> _Aim of the exercise_: Please copy the data from its start up to and including the line with "x=266, y=304", substituting "object" for "instance" and changing nothing else. Omit the pictures from your copy.

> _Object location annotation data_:
※
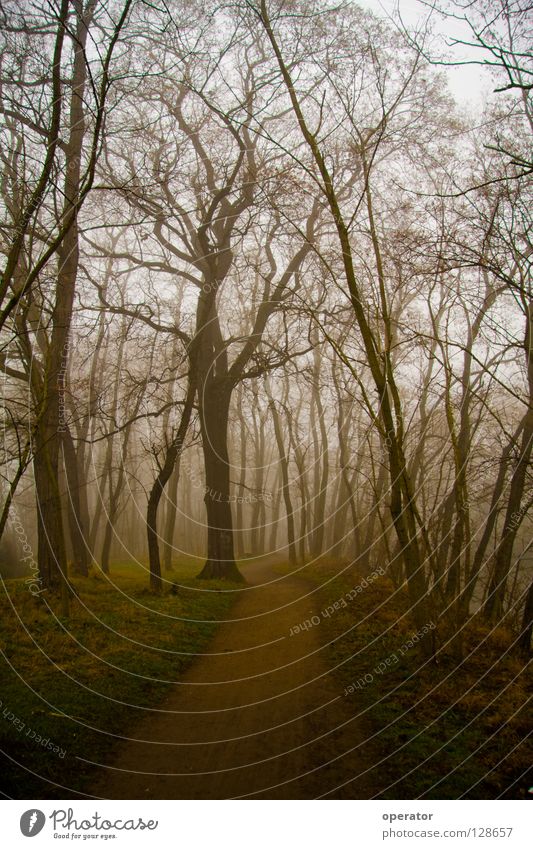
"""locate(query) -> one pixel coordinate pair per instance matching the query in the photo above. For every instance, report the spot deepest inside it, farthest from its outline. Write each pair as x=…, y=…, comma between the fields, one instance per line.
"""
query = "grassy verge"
x=71, y=687
x=439, y=730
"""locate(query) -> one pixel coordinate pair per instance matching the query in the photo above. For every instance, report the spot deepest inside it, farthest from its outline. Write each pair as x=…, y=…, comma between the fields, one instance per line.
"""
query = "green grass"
x=441, y=729
x=80, y=682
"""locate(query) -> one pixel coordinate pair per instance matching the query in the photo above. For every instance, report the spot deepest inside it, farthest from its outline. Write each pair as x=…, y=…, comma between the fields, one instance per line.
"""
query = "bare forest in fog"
x=266, y=304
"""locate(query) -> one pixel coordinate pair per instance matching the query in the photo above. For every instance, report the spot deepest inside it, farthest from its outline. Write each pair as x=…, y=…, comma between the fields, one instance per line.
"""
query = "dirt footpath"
x=259, y=717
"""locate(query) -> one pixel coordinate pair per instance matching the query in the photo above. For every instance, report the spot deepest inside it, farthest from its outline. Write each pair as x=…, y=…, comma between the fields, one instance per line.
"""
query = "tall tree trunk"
x=77, y=526
x=284, y=466
x=160, y=482
x=214, y=401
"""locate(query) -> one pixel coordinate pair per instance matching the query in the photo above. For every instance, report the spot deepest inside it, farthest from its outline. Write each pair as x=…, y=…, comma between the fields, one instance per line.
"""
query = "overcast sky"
x=468, y=82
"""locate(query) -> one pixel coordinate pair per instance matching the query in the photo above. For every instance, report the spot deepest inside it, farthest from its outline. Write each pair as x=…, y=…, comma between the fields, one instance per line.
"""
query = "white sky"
x=468, y=83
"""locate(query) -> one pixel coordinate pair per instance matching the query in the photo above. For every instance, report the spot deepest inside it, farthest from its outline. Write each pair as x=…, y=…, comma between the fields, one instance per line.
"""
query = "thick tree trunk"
x=74, y=510
x=284, y=465
x=214, y=403
x=170, y=518
x=160, y=482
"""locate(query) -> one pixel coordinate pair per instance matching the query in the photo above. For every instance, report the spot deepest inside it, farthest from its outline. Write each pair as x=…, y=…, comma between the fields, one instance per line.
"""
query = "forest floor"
x=259, y=716
x=292, y=686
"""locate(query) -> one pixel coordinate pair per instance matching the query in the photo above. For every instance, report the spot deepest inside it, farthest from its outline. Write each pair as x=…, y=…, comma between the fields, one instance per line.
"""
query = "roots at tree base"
x=222, y=571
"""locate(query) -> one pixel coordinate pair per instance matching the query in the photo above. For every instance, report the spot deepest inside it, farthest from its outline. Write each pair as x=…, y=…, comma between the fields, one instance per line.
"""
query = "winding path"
x=258, y=717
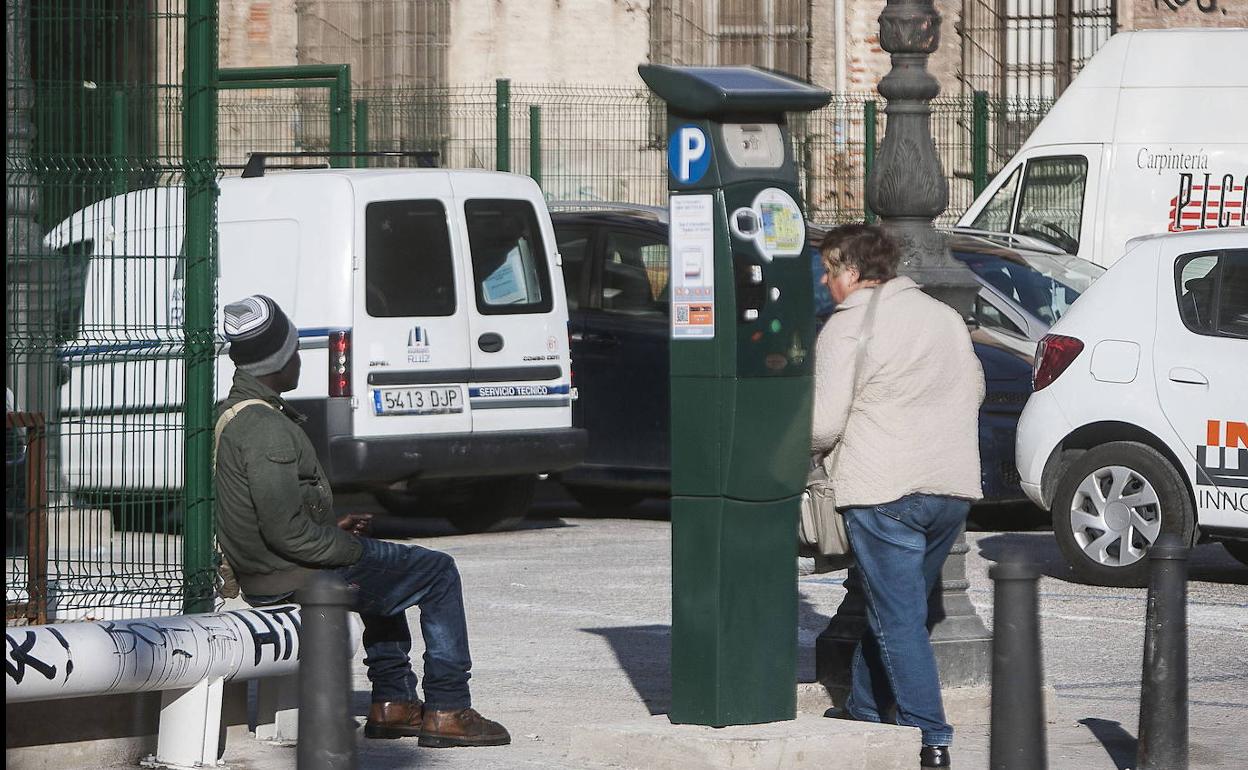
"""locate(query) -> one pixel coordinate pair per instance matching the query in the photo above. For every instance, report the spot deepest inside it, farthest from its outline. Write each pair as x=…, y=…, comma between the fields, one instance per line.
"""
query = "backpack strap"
x=227, y=417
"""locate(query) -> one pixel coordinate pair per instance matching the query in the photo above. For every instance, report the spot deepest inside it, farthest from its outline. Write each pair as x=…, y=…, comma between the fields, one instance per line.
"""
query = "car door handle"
x=1188, y=376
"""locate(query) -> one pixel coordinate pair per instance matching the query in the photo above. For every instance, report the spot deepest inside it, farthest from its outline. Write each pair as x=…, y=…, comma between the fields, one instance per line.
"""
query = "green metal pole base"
x=734, y=615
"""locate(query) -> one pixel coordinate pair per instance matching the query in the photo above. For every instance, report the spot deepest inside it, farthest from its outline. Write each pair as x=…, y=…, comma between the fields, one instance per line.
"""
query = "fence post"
x=867, y=154
x=340, y=116
x=1163, y=690
x=361, y=131
x=980, y=141
x=503, y=124
x=326, y=738
x=120, y=144
x=200, y=142
x=536, y=142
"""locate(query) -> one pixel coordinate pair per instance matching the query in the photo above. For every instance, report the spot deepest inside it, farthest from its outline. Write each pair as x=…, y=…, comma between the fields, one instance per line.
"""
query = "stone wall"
x=550, y=41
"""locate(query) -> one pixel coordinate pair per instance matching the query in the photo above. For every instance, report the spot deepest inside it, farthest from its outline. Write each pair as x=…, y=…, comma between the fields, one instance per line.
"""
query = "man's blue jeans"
x=387, y=580
x=900, y=548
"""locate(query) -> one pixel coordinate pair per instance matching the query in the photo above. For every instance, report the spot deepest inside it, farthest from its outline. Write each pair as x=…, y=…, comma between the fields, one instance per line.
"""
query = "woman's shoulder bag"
x=821, y=528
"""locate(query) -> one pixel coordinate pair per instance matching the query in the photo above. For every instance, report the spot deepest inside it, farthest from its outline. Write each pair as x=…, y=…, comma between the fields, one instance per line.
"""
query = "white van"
x=1152, y=136
x=432, y=321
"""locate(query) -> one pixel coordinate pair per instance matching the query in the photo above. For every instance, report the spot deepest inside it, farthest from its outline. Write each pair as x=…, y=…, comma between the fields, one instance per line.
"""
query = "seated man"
x=276, y=524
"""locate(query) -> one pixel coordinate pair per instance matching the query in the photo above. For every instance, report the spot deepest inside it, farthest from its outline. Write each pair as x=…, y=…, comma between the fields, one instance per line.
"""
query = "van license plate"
x=418, y=401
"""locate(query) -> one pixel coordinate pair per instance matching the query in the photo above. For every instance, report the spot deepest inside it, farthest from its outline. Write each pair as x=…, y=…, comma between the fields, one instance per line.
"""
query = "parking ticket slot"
x=741, y=341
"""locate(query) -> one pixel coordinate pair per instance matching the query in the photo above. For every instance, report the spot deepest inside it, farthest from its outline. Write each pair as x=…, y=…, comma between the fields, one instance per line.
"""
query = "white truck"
x=432, y=322
x=1152, y=136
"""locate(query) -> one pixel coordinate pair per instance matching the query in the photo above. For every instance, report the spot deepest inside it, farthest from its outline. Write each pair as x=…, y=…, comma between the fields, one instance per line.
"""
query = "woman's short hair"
x=864, y=247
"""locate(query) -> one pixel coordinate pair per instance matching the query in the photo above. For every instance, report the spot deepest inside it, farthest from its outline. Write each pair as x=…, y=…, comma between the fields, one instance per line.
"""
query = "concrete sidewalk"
x=570, y=632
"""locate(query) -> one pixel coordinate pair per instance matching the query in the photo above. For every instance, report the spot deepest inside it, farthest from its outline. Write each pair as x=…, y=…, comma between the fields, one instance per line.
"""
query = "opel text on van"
x=1138, y=423
x=432, y=317
x=1152, y=136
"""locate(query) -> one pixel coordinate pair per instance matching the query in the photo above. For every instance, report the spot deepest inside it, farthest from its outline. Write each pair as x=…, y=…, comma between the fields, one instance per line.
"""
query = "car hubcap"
x=1115, y=516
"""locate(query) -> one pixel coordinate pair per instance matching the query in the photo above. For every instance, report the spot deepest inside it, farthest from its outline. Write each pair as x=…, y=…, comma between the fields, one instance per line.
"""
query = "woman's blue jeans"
x=900, y=548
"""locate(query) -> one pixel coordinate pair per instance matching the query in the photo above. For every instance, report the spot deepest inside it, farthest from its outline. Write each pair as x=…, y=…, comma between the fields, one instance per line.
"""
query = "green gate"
x=109, y=322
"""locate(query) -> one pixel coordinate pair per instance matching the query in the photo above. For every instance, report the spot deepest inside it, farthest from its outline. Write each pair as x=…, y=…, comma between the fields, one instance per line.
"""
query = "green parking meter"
x=741, y=355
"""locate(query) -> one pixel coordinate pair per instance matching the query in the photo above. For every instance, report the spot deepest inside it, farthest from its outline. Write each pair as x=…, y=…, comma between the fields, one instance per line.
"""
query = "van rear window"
x=408, y=267
x=508, y=257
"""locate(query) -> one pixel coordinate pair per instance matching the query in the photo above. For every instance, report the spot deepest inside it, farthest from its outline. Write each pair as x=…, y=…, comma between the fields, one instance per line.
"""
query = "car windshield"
x=1042, y=285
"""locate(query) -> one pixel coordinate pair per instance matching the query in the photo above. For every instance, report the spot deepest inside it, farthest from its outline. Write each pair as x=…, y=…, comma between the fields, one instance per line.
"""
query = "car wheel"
x=1238, y=549
x=595, y=499
x=1111, y=507
x=471, y=507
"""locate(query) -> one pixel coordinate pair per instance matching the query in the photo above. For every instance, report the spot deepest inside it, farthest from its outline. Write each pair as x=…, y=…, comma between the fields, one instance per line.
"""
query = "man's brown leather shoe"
x=394, y=719
x=461, y=728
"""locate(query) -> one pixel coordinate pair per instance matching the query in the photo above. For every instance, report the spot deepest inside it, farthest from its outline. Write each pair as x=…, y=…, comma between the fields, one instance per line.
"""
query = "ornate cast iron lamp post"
x=907, y=189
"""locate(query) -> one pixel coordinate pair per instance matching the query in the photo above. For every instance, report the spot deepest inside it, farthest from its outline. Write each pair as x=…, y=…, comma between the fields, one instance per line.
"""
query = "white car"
x=1138, y=423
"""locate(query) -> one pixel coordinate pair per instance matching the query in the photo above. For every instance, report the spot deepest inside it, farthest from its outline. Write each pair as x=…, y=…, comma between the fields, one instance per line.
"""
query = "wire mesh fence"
x=609, y=144
x=95, y=351
x=102, y=338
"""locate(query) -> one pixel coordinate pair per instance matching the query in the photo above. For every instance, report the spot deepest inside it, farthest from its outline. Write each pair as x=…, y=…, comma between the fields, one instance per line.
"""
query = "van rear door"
x=518, y=318
x=408, y=348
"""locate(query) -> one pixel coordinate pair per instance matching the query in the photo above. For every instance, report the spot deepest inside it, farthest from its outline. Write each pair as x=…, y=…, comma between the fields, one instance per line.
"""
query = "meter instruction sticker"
x=688, y=154
x=693, y=266
x=774, y=222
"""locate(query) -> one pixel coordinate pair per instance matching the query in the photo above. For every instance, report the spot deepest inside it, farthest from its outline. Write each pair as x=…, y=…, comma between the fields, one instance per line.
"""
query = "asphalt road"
x=569, y=619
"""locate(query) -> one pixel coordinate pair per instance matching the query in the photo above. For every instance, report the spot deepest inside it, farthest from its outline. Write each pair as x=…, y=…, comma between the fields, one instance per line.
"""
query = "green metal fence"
x=110, y=305
x=608, y=142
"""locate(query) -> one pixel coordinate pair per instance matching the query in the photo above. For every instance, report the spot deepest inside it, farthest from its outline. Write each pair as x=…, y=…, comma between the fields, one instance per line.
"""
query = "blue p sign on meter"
x=688, y=154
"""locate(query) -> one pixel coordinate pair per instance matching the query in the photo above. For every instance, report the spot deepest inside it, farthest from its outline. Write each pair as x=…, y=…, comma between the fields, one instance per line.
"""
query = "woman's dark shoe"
x=394, y=719
x=934, y=756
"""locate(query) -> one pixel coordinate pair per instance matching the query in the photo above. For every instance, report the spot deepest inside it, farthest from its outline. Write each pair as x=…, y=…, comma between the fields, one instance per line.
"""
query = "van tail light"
x=1053, y=355
x=340, y=363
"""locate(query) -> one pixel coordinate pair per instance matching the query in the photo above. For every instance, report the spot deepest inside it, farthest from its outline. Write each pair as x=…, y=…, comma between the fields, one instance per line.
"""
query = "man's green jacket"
x=275, y=511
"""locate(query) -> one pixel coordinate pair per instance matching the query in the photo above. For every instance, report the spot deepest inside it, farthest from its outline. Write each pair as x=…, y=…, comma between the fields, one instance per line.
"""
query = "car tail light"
x=340, y=363
x=1053, y=353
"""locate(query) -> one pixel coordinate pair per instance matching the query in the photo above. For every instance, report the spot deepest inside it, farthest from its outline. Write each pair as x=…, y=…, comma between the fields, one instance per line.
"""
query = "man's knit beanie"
x=262, y=340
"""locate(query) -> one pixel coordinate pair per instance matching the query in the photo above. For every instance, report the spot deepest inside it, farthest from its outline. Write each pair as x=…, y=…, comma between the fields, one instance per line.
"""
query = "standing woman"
x=907, y=466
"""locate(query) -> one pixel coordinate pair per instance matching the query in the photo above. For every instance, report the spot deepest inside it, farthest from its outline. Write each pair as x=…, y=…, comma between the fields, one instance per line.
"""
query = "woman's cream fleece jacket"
x=914, y=427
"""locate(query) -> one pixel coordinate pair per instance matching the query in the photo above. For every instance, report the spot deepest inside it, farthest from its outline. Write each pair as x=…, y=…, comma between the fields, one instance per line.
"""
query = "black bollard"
x=1017, y=730
x=326, y=736
x=1163, y=685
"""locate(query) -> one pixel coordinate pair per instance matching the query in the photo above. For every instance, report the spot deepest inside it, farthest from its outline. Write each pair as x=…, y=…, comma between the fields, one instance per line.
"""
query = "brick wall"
x=257, y=33
x=1161, y=14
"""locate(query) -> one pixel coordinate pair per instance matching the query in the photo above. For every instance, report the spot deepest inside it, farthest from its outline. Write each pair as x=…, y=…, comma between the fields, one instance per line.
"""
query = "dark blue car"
x=615, y=270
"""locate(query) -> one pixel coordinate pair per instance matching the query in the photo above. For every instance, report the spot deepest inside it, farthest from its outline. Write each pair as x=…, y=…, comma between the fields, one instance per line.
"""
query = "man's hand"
x=357, y=523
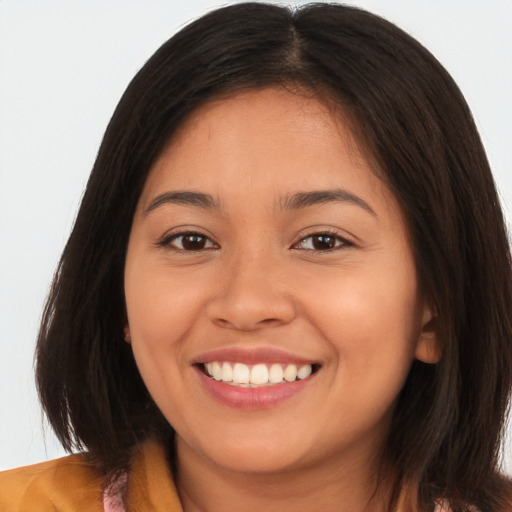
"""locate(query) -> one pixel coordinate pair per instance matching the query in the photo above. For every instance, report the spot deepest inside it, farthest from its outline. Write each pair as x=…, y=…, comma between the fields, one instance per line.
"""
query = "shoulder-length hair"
x=414, y=124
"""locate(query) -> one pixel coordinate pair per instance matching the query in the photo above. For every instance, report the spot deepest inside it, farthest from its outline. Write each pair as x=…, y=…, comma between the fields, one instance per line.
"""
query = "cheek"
x=371, y=319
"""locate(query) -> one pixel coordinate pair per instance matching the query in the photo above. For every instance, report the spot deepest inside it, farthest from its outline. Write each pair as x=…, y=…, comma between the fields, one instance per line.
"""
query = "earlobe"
x=127, y=336
x=428, y=348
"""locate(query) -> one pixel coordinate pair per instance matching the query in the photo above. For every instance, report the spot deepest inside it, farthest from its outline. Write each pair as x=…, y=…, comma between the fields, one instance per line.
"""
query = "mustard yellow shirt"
x=70, y=484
※
> _Task result_:
"""locate(query) -> one pixel coordinate pair per object matching the query in the photo above. For every object, report the spot deepest inside it, farthest from its outline. Write each pair as x=…, y=…, comma between the fields, one object per line.
"""
query = "grassy verge"
x=71, y=687
x=439, y=730
"""locate(query) -> one pixel coordinate pair per object matching the query in the photo above. For every object, report the spot deepest inside it, farthest from its outline. Write each pair as x=…, y=…, comma between the fields, one object per line.
"""
query = "green grass"
x=441, y=729
x=80, y=682
"""locate(query) -> one pixel coordinate pair per object matching the query in the photo above. For every object, report the spot deepest inside it, farthest from its outline. Write each pair as x=…, y=…, comma between the fields, one object per line.
"""
query = "bare forest in fog"
x=266, y=304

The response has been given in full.